PASAJE PROPORCIONADO >>
La vida deportiva, laboral y humana ha dado un giro rotundo y radical con la aparición en escena de un invitado que quizás nadie espera en un mundo tan acelerado y tecnológico: el Covid-19 nos ha puesto en un “estate quieto” y nos prueba como personas y país a saber afrontar la adversidad en tiempos de crisis planetaria.
El Coronavirus no respeta clase social, religión, edad, condición física, principios o cultura. Todos estamos expuestos a él.
La Liga de Fútbol Playa como organización deportiva y como familia se ha visto afectada a causa de esta pandemia. El Comité de Competición y el Comité Director tomaron la decisión de suspender indefinidamente el torneo en sus tres categorías (Primera, Femenino y Alto Rendimiento) hasta tanto el Gobierno dé luz verde para volver a las labores habituales. Claro está que no será de la noche a la mañana.
No habrá fútbol playa hasta nuevo aviso, lo que hará que la organización de liga deba sentarse más adelante a tomar decisiones sobre cada campeonato y esto dependerá, por supuesto, de la situación sanitaria del país. Mientras tanto, los equipos deberán aguardar en casa, cada jugador manteniéndose en la parte física como mínimo y sin necesidad de agruparse.

TAREA ASIGNADA >>
Reproduzca sin cambios el fragmento del texto sobre la Liga de Fútbol Playa comenzando en "El Coronavirus no" y terminando en "a la mañana.". Los datos no intervienen en este ejercicio.

[Datos recopilados]
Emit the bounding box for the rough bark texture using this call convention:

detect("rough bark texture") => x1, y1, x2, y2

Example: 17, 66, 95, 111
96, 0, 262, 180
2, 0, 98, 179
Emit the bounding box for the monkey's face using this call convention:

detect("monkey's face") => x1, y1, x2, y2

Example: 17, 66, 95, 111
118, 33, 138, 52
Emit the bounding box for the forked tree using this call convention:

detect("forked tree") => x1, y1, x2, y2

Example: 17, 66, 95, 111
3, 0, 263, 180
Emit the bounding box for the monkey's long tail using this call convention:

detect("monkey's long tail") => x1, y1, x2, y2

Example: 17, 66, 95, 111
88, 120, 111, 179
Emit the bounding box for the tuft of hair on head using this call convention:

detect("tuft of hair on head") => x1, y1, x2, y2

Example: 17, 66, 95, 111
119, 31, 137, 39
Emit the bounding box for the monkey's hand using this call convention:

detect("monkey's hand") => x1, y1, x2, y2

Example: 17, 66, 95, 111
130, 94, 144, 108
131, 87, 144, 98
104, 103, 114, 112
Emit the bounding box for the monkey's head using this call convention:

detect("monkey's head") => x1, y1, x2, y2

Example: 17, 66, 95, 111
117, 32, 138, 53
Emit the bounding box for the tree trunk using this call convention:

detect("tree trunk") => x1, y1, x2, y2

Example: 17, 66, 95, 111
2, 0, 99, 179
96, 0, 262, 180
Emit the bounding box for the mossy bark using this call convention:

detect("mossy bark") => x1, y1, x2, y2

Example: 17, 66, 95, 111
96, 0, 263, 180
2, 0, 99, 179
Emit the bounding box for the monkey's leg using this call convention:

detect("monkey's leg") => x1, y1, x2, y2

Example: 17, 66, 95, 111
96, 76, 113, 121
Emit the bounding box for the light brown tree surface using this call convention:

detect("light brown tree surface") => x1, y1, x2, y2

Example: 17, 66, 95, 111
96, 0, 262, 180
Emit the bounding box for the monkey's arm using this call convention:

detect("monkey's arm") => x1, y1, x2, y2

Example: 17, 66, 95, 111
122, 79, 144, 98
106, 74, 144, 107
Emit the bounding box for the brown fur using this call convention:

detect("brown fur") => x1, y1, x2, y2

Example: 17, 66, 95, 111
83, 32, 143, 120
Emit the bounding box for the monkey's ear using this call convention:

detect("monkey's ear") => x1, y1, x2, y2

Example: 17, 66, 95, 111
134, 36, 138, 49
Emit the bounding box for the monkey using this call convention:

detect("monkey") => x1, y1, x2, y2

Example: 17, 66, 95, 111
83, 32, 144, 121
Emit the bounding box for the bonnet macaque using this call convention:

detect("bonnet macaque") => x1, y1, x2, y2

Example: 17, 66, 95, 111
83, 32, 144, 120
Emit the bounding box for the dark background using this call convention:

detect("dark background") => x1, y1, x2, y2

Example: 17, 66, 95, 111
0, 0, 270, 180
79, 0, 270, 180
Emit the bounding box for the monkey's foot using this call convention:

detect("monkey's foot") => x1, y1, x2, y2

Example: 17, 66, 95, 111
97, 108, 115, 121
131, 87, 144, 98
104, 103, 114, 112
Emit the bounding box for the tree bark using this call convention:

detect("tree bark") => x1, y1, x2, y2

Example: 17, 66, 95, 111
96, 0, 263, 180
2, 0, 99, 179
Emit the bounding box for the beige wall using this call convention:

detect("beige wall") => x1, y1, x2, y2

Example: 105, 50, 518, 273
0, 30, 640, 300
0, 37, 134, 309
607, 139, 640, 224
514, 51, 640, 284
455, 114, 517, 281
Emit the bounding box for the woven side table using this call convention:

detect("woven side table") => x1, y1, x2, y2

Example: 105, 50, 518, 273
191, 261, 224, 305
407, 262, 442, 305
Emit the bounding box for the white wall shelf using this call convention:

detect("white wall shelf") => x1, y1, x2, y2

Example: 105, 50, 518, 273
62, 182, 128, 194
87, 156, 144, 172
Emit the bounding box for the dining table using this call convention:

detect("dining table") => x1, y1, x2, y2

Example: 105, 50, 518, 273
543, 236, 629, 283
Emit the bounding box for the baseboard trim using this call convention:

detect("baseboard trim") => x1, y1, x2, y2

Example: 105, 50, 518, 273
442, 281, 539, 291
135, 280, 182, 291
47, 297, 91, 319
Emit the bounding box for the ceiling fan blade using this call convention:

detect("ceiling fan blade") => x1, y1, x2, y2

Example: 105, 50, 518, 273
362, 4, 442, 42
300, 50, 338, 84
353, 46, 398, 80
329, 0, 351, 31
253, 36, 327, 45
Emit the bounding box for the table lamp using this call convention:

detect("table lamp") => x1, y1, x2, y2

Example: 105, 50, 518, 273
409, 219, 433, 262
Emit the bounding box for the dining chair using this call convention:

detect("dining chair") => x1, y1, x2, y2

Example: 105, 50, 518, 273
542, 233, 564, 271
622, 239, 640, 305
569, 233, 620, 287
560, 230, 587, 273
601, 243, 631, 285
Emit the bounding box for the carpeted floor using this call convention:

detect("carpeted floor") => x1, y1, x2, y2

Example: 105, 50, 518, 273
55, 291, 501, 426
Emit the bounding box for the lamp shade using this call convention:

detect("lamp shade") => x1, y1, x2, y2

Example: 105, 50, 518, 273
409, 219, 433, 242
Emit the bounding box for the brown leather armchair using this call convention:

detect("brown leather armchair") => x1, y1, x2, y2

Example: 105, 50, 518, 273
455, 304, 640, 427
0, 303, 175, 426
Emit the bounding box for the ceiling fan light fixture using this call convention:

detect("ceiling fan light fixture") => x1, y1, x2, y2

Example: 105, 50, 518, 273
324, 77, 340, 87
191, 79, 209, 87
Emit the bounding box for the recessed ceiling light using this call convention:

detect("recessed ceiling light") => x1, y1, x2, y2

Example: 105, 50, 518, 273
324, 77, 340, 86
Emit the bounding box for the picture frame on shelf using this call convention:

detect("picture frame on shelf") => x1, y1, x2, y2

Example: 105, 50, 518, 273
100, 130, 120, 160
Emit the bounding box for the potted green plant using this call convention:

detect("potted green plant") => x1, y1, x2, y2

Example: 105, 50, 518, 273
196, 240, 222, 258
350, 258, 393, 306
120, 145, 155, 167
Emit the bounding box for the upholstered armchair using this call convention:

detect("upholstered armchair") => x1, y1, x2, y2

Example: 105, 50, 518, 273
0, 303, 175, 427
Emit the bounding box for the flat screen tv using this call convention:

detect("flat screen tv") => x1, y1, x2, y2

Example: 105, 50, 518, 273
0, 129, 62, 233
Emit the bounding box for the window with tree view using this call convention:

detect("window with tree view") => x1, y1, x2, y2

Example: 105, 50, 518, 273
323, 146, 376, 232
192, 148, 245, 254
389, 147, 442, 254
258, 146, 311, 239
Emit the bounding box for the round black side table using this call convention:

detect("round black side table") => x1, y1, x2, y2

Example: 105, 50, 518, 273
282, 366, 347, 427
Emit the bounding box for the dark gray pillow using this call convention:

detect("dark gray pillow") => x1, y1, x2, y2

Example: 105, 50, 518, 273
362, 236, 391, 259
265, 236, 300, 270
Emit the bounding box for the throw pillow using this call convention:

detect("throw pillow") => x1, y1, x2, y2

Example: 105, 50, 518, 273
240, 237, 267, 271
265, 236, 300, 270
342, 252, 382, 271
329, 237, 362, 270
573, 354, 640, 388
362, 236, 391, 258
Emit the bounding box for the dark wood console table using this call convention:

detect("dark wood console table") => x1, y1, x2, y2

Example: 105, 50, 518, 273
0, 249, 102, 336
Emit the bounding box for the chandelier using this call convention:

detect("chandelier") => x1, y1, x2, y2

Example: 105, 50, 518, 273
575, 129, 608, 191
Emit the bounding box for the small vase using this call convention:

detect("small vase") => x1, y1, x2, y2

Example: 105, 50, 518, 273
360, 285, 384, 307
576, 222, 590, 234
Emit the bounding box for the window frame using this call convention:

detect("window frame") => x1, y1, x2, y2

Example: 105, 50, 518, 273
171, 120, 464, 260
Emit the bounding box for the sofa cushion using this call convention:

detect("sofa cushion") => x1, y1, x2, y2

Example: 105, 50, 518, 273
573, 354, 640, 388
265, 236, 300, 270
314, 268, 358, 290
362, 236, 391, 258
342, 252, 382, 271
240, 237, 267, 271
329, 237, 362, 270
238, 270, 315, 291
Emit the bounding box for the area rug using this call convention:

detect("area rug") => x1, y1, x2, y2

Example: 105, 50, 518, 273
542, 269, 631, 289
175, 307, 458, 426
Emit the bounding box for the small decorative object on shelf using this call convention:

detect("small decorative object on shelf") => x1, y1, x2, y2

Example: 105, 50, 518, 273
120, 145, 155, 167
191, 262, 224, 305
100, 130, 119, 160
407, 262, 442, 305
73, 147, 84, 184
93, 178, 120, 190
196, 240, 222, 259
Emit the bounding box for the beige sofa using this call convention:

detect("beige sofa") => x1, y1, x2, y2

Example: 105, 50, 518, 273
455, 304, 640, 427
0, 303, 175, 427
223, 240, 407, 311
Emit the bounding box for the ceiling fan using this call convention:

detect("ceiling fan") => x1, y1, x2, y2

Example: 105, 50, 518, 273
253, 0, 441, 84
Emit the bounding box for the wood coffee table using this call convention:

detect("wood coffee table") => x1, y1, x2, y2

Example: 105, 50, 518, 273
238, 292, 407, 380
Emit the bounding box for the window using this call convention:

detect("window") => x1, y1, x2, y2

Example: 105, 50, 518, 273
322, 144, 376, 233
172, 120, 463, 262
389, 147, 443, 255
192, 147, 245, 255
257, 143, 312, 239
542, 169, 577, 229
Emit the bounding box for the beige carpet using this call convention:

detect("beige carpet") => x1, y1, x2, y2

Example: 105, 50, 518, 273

RESULTADO OBTENIDO >>
El Coronavirus no respeta clase social, religión, edad, condición física, principios o cultura. Todos estamos expuestos a él.
La Liga de Fútbol Playa como organización deportiva y como familia se ha visto afectada a causa de esta pandemia. El Comité de Competición y el Comité Director tomaron la decisión de suspender indefinidamente el torneo en sus tres categorías (Primera, Femenino y Alto Rendimiento) hasta tanto el Gobierno dé luz verde para volver a las labores habituales. Claro está que no será de la noche a la mañana.